# What this task involves:
Recast the entries from the line that contains "Please pin the dense bud" through the end of the entries as a two-column CSV with the columns entry_text and points. Give one row per entry, put its text and its answer each in a single quoted field with line breaks turned into spaces, and leave the pictures out.

Object pointing dataset entries
'''
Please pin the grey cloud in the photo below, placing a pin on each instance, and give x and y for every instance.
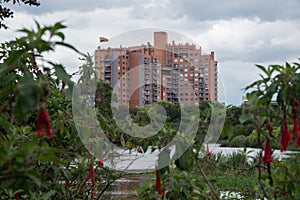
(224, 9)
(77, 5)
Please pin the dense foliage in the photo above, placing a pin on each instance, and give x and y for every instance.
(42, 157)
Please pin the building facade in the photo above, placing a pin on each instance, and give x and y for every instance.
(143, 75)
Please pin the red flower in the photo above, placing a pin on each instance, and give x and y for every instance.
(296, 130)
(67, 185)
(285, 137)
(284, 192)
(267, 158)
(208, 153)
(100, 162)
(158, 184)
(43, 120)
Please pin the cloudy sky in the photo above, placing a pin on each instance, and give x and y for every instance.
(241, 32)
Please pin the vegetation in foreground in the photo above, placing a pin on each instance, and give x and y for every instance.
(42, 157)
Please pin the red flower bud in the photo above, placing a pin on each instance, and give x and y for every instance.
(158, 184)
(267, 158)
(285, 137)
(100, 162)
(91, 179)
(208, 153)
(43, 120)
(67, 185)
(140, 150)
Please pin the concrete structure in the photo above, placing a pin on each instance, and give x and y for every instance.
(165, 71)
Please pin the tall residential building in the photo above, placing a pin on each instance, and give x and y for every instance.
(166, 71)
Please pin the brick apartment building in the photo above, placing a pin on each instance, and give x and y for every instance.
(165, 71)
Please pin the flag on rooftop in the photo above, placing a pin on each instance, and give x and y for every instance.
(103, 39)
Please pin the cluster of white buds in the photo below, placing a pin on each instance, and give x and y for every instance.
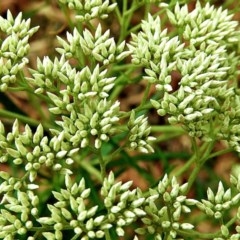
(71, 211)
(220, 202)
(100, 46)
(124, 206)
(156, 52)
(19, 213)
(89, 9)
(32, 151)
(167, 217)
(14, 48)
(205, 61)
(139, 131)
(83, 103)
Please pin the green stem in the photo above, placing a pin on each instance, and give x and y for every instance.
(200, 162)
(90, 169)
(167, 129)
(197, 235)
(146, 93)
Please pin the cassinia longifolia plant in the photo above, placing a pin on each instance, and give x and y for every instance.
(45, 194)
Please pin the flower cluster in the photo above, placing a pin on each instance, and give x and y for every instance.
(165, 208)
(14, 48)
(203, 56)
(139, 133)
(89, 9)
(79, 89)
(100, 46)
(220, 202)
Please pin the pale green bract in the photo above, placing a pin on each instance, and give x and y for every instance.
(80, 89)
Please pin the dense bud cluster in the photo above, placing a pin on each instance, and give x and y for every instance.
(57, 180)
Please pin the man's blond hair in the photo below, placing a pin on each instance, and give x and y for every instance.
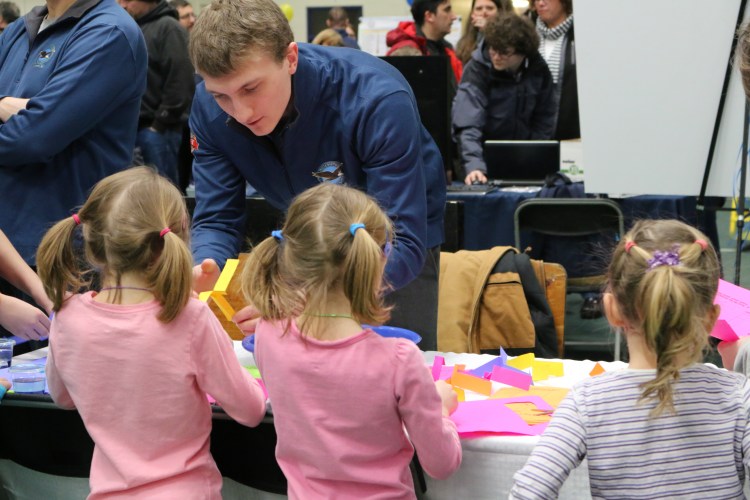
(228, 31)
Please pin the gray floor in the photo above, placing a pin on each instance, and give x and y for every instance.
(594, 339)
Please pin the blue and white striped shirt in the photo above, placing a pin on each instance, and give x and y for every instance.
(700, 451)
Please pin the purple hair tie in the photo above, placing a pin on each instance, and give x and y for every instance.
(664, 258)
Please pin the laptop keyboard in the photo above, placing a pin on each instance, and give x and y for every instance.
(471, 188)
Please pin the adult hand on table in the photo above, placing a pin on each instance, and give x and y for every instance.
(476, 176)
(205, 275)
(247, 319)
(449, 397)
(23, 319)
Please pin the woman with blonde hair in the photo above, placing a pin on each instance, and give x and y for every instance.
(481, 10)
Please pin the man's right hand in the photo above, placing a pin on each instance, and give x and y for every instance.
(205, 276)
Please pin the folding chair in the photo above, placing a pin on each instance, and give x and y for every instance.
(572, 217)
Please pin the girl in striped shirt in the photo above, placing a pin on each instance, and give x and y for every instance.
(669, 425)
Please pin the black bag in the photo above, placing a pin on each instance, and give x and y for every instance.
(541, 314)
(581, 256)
'''
# Full output:
entry_text,points
"Please pin the dense bud cluster in the photo above, placing a pin on each instance, and give x and y for every instance.","(57, 180)"
"Please pin the man's blond hair in the photo below, placing a pin on each instance, and give x and y for every instance.","(228, 31)"
"Please pin the gray floor in the photo above, placing a pin on each instance, and give x and y for every instance.","(594, 339)"
"Please pin the blue and white striped shirt in the photo above, placing a pin on each instance, and give x and y for every instance.","(700, 451)"
"Please pin the purple hair tie in the photo above, placing a pin on each instance, and give x and y for every instance.","(664, 258)"
"Please pin the laptop keyboard in the photo above, placing a pin on each instance, and give x and y for every instance.","(471, 188)"
"Please pin the adult hand on table in the photo above, placing a pin on each instance, and give x and y for every instance.","(476, 176) (205, 275) (247, 319) (449, 397) (23, 319)"
"Please pin the woman with blonde hair in the photo above, placing a pin on each instance, and give x and y for every instance.","(481, 10)"
"Please pin the man's right hand in the photo above, placing a pin on each instance, and give x and y for every instance.","(205, 276)"
"Please pin the folding chair in the photo above, placing a pin on each instance, and give x and y for every instance.","(572, 217)"
"Please pin the girl in striped shirt in the photo above, placing a pin on each instance, and give x and y for every instance.","(669, 425)"
"Please pin the black bag in the photo above, placing a pin on each instance, and give x and y for every instance.","(541, 314) (581, 256)"